> TASKS AND EXERCISES:
1. Render this sentence from the ordination reflection in German: "When I was ordained I was full of hope and purpose."
2. Reproduce the ordination reflection word for word, starting at "I began to reflect" and continuing up to and including "of controversial issues.".

> SUPPLIED PASSAGE:
--------------------------------------------------

I sat by the river at The Old Thameside Inn today.
It sits on the Thames by Southwark Cathedral, and it was the
place where I celebrated my Ordination at Southwark Cathedral over 20 years
ago.
As I sat there, it began to dawn on me that my ordination
was at this time of the year – and I looked up a calendar for 1991 to find that
on this day, 23 years ago, I went to the Cathedral for my ordination rehearsal before
setting off for my pre-ordination retreat.
My wife and I actually dropped into the Old Thameside Inn that day, on
the way to the Cathedral, to check that everything was ready for the celebration! As I no longer live in London and can’t
remember how many years it is since I last visited that pub, the coincidence
was striking.
I began to reflect on the last 23 years.
When I was ordained I was full of hope and purpose. Ready for whatever God had for me. Always eager for the next challenge!
Today, although still hopeful and still faithful, I can’t
help but think that some of the challenges of the last 23 years have taken the edge
off the enthusiasm. L
Sometimes ministry is not as glamorous,
and not as successful as we would like, and over the years I have found myself
struggling against all kinds of preconceptions, vested interests and prejudice
in following my vocation to ministry.
From the Octavia Hill Estates, to the Church of England’s
bias to the middle classes, to the utterly draining preoccupation with old
listed buildings, and more recently, the struggle for dignity and acceptance
for LGBT people in church – I seem to have got myself involved in more than my
fair share of controversial issues.
Sometimes it has felt more like wading through thigh-high mud than living
‘life in all its fullness’.

--------------------------------------------------

> PROVIDED MATERIAL:
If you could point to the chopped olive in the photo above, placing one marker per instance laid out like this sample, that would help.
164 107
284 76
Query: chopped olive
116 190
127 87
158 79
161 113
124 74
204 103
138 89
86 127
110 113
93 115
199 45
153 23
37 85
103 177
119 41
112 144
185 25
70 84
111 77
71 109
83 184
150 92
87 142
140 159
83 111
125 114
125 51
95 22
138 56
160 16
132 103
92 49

--------------------------------------------------

> SOLVED TASKS:
1. Als ich ordiniert wurde, war ich voller Hoffnung und Zielstrebigkeit.

2.
I began to reflect on the last 23 years.
When I was ordained I was full of hope and purpose. Ready for whatever God had for me. Always eager for the next challenge!
Today, although still hopeful and still faithful, I can’t
help but think that some of the challenges of the last 23 years have taken the edge
off the enthusiasm. L
Sometimes ministry is not as glamorous,
and not as successful as we would like, and over the years I have found myself
struggling against all kinds of preconceptions, vested interests and prejudice
in following my vocation to ministry.
From the Octavia Hill Estates, to the Church of England’s
bias to the middle classes, to the utterly draining preoccupation with old
listed buildings, and more recently, the struggle for dignity and acceptance
for LGBT people in church – I seem to have got myself involved in more than my
fair share of controversial issues.